וַיִּשְׁחֲטוּ שְׂעִיר עִזִּים וַיִּטְבְּלוּ אֶת הַכֻּתֹּנֶת בַּדָּם
They slaughtered a goat and dipped the coat in the blood (37:31)
The focus of this week’s Parsha undoubtedly surrounds the sale of Yosef and the events which unfolded therefrom. In a later discussion, the Meshech Chochmah demonstrates how this episode not only impacted on the future of the Jewish people, but from a certain point of view accompanies them as well.
Yom Kippur: Morning and Afternoon
As we know, when the Kohen Gadol enters the kodesh hakodashim (Holy of Holies) on Yom Kippur, he does not wear his usual eight garments, but rather four “white,” i.e., pure linen garments. The Kohen Gadol changes into white garments twice over the course of Yom Kippur:
- The first time is in the morning, when he performs the various services in the kodesh hakodashim, such as sprinkling the blood of the special korbanos of the day, as well as offering ketores (incense) there.
- The second time is in the afternoon, when he removes the ladle and pan in which he brought the ketores that morning.
The Mishnah states that the linen garments which he wore in the morning were not the same as those he wore in the afternoon. Rather, the garments worn in the morning were more expensive. The Gemara explains the reason for this: in the morning he is wearing them in order to perform avodos through which to achieve atonement; while in the afternoon he is simply wearing them to enter and remove the items which he placed there in the morning. This gives the morning visit primacy, which is reflected in the relatively more expensive garments worn during that time.
Now, the above discussion mentions the morning and afternoon garments generally, and implies that all four garments worn in the morning were more expensive than those worn in the afternoon. However, it is apparent from the Rambam’s codification of this halachah that he understands that only one of the four garments – the kesones (tunic) – varied in value from the morning to the afternoon, while the others were the same. This is rather intriguing. Of all the four garments worn, why would the quality of the kesones specifically change from the morning to the afternoon, and not the others?
In the course of discussing the sin of the Golden Calf, the Gemara makes the statement that there is no generation which does not taste some of the retribution from that sin. This is quite a challenging idea. Why should later generations, who did not participate in that sin, bear a portion of its retribution?
The Meshech Chochmah explains that this idea based on a principle established elsewhere in the Gemara. Commenting on the pasuk which states that Hashem “visits the sins of the fathers on the children,” the Gemara qualifies that this applies specifically to a situation where the children perpetuate those sins. Based on this principle, we are apparently being told that every generation likewise perpetuates the sin of the Golden Calf and hence tastes some of its retribution. In what way is this so?
To broaden the picture, the Meshech Chochmah refers to a parallel statement of Chazal concerning the sale of Yosef, namely, that each generation partakes of some of the punishment for that sin as well. Based on the above, we likewise ask: Is the sale of Yosef perpetuated in every generation since that time?
Yes, says the Meshech Chochmah, it is.
As is well known, the positive and negative mitzvos of the Torah are divided into two broad categories: between and man and God and between man and man. It is possible to perceive the two monumental sins of the Golden Calf and the sale of Yosef, committed at such formative stages of our existence, as “root” or “parent” sins in the area of between man and God and man and man respectively.

**Stored data**

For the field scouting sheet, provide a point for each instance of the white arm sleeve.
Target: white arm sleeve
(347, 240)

**Task instructions**
1 - Answer these questions from the Parsha commentary:
(a) How many garments does the Kohen Gadol wear when he enters the kodesh hakodashim on Yom Kippur?
(b) According to the Rambam's codification, which garment varied in value from the morning to the afternoon?
(c) What does the Gemara say no generation escapes in connection with the sin of the Golden Calf?
2 - Do these statements agree with the Parsha commentary? Answer yes or no for each, quoting the deciding words.
(a) The linen garments worn in the afternoon were more expensive than those worn in the morning.
(b) In the afternoon, the Kohen Gadol removes the ladle and pan he brought in that morning.
(c) The Meshech Chochmah holds that the sale of Yosef is not perpetuated in every generation.
3 - Reproduce the passage of the Parsha commentary that opens with the words containing "As is well known, the" and closes with "and man respectively.".

**Answers**
1 -
(a) Four white, pure linen garments.
(b) The kesones (tunic).
(c) No generation does not taste some of the retribution from that sin.

2 -
(a) No: "the garments worn in the morning were more expensive."
(b) Yes: "when he removes the ladle and pan in which he brought the ketores that morning."
(c) No: "Yes, says the Meshech Chochmah, it is."

3 -
As is well known, the positive and negative mitzvos of the Torah are divided into two broad categories: between and man and God and between man and man. It is possible to perceive the two monumental sins of the Golden Calf and the sale of Yosef, committed at such formative stages of our existence, as “root” or “parent” sins in the area of between man and God and man and man respectively.